**How to complete this task**. Answer with one number: the count of lines in this material that hold the word "polo".

**Material for the task**.
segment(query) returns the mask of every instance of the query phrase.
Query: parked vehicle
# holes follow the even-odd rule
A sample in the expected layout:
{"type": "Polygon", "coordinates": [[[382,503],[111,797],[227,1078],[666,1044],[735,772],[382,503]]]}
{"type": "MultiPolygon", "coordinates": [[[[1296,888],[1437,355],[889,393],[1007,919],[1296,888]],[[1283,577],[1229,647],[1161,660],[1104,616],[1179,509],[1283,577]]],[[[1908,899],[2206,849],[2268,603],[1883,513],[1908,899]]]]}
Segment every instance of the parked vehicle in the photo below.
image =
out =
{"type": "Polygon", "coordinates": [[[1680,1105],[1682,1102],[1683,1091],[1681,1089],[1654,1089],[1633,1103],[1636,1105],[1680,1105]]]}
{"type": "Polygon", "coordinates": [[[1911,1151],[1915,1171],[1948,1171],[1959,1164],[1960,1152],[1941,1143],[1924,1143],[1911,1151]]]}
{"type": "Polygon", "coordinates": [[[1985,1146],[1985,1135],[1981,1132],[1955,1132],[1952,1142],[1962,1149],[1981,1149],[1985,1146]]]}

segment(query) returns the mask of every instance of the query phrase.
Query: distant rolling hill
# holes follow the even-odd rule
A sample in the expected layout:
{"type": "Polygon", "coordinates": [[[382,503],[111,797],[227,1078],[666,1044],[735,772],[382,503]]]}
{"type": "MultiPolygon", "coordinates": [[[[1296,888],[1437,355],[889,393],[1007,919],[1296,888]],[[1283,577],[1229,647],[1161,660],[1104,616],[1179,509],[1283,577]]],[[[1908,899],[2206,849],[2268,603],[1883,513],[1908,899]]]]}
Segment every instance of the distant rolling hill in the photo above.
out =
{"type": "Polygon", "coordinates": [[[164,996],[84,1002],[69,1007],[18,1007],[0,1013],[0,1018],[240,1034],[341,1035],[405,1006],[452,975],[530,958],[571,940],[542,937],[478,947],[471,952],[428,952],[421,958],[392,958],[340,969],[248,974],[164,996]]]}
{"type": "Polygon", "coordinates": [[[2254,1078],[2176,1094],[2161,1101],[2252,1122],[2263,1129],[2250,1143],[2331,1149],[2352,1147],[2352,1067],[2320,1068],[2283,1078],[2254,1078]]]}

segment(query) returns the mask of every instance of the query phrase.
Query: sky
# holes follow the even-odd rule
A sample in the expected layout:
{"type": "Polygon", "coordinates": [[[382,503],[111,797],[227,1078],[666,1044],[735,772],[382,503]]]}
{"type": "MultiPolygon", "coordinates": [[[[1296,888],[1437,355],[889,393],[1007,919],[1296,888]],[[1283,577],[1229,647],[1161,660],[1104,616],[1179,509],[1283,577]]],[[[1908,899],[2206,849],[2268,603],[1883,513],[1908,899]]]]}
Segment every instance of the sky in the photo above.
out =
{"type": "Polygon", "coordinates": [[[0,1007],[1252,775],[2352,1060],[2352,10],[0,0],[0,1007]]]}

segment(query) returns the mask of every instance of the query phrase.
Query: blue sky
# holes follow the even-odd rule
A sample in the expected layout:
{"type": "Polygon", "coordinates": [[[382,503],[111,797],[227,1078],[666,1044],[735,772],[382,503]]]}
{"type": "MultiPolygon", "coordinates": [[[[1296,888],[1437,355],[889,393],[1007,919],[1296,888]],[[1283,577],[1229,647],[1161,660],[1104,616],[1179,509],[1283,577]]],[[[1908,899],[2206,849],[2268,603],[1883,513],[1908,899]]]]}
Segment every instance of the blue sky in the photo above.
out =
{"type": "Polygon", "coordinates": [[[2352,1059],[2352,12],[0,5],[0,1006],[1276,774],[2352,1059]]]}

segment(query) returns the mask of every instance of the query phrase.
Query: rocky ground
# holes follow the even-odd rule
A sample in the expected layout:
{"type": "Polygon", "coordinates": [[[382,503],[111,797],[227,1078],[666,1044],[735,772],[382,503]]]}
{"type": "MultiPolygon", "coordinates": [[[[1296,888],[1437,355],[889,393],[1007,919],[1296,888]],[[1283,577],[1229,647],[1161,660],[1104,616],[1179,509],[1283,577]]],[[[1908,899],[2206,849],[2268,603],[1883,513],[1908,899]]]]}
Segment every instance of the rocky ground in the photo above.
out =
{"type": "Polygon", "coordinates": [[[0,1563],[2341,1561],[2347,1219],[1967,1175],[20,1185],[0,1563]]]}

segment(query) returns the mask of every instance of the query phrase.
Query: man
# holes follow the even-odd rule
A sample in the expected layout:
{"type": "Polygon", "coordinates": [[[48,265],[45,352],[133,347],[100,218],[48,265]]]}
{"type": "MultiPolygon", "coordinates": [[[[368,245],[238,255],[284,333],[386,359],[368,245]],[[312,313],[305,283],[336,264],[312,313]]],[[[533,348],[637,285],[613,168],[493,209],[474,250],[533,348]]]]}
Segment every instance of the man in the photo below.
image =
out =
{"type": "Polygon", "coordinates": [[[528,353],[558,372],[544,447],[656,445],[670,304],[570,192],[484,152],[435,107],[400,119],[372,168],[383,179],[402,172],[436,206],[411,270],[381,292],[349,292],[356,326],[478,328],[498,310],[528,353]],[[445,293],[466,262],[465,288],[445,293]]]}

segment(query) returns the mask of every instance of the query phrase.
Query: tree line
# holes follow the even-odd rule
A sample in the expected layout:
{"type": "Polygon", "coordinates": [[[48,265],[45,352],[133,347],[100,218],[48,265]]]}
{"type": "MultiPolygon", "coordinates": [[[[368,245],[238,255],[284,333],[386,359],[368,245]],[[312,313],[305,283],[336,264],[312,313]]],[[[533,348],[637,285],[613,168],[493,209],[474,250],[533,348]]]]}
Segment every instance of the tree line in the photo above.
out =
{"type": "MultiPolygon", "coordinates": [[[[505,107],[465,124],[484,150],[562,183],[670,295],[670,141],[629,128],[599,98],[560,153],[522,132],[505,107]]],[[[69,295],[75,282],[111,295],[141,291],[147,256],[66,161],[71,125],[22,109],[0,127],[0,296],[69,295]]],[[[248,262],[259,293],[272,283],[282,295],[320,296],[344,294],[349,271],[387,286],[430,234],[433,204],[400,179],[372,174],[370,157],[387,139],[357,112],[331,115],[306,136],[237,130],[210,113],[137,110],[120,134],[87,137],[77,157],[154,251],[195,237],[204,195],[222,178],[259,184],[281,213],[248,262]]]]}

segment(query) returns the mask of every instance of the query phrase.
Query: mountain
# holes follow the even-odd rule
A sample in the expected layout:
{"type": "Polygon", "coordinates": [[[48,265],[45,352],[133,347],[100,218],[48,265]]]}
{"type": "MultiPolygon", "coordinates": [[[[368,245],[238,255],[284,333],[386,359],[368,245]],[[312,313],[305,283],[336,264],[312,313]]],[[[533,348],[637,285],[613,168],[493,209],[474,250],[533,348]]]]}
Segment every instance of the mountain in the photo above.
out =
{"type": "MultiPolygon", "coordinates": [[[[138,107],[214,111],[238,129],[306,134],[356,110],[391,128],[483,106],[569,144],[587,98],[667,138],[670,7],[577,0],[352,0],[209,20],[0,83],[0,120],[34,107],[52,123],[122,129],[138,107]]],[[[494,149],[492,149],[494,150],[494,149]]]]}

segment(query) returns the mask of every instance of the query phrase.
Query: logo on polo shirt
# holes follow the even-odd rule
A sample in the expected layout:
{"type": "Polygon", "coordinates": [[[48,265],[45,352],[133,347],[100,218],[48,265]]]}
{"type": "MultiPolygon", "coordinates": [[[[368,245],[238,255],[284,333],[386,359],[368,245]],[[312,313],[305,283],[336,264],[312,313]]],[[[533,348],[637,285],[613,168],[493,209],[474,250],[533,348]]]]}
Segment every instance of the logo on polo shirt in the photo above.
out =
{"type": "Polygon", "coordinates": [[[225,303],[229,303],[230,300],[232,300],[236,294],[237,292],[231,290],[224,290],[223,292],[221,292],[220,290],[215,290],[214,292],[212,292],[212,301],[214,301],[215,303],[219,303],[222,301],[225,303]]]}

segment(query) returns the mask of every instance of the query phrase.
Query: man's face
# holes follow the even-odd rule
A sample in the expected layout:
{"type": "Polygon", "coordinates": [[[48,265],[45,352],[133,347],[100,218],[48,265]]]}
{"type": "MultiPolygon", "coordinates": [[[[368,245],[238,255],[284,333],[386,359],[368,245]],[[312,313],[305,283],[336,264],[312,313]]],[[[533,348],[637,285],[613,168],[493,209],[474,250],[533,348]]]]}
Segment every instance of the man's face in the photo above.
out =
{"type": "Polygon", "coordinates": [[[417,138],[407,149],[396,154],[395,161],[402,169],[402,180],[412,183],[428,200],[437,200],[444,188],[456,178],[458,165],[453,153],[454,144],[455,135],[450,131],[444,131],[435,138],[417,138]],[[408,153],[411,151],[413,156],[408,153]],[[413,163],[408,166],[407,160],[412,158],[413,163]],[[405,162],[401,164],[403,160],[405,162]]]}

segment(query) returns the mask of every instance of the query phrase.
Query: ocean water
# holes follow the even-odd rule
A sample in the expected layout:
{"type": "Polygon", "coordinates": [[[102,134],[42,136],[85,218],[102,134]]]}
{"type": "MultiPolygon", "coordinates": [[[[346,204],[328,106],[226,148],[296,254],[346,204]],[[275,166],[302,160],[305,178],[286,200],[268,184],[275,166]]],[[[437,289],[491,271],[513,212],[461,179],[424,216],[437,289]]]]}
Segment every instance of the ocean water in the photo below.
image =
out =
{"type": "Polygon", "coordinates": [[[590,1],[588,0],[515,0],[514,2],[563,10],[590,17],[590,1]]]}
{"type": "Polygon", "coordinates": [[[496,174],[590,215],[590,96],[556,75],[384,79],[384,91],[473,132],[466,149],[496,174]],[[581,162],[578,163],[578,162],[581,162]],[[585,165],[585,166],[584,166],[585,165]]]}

**Answer section**. 2